— Exercise aim —
The lines from the one containing "Implementations MUST put a point on every instance of the plain" through the end of the entries are what to output; reproduce them exactly and add nothing.

*** Opening Exercise materials ***

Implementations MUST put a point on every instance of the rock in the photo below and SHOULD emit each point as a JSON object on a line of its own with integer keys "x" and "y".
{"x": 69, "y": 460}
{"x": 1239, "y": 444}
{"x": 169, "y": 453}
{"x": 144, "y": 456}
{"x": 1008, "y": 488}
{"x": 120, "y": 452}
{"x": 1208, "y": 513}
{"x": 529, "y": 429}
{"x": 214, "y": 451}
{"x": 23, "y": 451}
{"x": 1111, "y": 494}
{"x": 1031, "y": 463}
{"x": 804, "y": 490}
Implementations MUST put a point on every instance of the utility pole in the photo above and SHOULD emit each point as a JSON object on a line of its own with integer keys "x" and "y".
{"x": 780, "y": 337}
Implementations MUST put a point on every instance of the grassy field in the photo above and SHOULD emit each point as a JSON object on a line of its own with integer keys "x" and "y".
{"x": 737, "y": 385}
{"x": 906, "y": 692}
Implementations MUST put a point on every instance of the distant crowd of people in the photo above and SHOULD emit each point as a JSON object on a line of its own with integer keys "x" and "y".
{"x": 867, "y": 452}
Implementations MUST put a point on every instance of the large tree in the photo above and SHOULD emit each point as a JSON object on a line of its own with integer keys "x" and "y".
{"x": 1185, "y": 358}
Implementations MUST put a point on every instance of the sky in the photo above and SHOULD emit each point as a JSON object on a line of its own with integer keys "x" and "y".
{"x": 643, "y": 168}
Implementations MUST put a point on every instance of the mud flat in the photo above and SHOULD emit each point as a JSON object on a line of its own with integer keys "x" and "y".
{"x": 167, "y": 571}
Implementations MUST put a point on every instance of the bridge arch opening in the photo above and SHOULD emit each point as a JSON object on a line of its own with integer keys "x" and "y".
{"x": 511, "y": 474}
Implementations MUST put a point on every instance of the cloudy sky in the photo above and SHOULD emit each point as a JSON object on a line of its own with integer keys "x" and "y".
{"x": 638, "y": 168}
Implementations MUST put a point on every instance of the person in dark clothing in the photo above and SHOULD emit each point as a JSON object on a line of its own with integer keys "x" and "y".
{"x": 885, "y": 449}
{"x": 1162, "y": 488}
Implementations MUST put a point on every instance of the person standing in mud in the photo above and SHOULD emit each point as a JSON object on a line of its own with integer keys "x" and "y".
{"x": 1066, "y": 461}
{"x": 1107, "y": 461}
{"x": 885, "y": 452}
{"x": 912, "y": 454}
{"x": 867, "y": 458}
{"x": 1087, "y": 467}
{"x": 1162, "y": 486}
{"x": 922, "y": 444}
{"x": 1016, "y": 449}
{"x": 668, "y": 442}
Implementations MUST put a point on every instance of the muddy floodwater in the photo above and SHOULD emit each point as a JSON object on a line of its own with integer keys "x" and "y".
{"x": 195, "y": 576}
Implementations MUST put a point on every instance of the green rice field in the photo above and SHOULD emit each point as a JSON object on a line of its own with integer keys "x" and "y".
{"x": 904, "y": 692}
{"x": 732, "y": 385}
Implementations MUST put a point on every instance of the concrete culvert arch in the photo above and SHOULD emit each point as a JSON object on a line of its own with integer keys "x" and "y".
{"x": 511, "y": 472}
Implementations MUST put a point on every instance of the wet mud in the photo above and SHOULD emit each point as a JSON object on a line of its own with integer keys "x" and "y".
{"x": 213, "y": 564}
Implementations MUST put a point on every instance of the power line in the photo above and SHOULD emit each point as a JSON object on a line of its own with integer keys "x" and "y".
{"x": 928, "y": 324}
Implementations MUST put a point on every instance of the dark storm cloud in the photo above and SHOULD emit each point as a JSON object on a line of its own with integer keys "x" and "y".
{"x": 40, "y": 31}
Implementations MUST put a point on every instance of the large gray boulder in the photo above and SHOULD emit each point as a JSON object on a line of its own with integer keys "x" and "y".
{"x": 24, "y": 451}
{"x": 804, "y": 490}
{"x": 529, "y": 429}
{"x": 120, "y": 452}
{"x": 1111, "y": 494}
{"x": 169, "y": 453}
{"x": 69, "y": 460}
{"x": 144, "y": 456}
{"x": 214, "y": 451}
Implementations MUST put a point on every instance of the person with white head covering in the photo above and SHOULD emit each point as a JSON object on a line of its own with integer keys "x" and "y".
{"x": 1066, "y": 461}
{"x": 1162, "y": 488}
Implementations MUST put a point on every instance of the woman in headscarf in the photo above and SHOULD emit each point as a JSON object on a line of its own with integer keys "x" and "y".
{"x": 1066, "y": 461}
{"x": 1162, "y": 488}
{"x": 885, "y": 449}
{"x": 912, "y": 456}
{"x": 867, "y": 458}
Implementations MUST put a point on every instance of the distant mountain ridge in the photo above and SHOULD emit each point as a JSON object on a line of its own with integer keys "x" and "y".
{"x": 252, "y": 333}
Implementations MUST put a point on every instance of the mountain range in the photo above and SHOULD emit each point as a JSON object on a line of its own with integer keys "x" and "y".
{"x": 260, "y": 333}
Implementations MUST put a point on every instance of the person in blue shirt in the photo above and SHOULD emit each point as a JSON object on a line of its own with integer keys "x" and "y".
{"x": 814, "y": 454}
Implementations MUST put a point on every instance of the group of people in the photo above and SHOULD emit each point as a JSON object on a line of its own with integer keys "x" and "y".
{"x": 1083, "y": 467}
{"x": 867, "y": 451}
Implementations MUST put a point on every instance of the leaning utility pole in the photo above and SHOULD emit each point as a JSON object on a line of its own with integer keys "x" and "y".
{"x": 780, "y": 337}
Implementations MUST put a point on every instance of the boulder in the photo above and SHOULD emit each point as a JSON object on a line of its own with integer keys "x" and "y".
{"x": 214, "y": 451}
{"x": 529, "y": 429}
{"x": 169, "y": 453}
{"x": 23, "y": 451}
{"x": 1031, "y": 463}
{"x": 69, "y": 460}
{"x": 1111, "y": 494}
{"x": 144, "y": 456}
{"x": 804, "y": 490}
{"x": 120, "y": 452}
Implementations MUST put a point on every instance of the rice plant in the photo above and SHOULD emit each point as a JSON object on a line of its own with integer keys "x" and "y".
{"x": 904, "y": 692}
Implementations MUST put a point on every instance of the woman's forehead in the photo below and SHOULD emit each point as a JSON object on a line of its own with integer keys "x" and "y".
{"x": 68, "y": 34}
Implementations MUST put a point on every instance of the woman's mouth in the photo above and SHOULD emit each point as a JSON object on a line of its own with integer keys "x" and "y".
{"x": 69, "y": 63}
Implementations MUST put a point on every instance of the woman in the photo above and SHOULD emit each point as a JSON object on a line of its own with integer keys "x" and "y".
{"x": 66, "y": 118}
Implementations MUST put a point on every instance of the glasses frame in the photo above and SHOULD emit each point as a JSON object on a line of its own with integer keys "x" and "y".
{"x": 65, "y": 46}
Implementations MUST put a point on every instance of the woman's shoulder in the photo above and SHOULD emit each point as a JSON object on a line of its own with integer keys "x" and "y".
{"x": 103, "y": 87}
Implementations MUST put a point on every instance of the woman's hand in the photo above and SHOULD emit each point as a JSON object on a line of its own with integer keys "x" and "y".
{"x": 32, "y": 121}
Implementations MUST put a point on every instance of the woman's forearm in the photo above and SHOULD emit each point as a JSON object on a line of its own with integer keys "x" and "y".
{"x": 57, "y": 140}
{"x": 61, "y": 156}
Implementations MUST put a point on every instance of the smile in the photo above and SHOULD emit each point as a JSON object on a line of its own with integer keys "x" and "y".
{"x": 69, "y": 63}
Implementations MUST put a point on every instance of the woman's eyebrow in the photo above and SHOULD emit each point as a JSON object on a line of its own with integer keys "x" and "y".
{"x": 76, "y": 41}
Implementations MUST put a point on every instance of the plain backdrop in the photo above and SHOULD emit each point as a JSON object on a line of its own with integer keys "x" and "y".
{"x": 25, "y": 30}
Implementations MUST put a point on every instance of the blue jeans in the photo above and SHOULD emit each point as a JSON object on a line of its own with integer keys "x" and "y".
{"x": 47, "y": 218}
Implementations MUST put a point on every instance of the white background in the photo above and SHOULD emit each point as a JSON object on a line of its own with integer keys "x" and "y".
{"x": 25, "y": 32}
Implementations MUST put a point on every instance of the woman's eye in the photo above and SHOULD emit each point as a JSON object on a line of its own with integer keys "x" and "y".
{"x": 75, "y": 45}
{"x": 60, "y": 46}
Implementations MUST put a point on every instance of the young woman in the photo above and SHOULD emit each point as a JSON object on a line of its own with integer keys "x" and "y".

*** Closing Exercise materials ***

— Exercise response —
Implementations MUST put a point on every instance of the plain backdrop in the photo above and SHOULD emit each point as a JSON object on a line of its own with integer keys "x" and "y".
{"x": 25, "y": 30}
Implementations MUST put a point on every instance of the blue jeans in the photo above and SHOULD emit each point as a JSON object on a line of its own with integer keys "x" and "y".
{"x": 47, "y": 218}
Implementations MUST put a point on every instance of the white background in the photo above and SHOULD emit each point as a JSON object on a line of its own with integer keys "x" and "y".
{"x": 25, "y": 32}
Implementations MUST put a point on every instance of the woman's eye in the photo above and SHOULD emit each point as a JSON object on a line of its own with integer keys "x" and "y".
{"x": 75, "y": 45}
{"x": 60, "y": 46}
Implementations MUST put a point on every instance of the young woman in the photo above and SHOULD emit each point as a JSON object on a line of its own with integer keys "x" and "y".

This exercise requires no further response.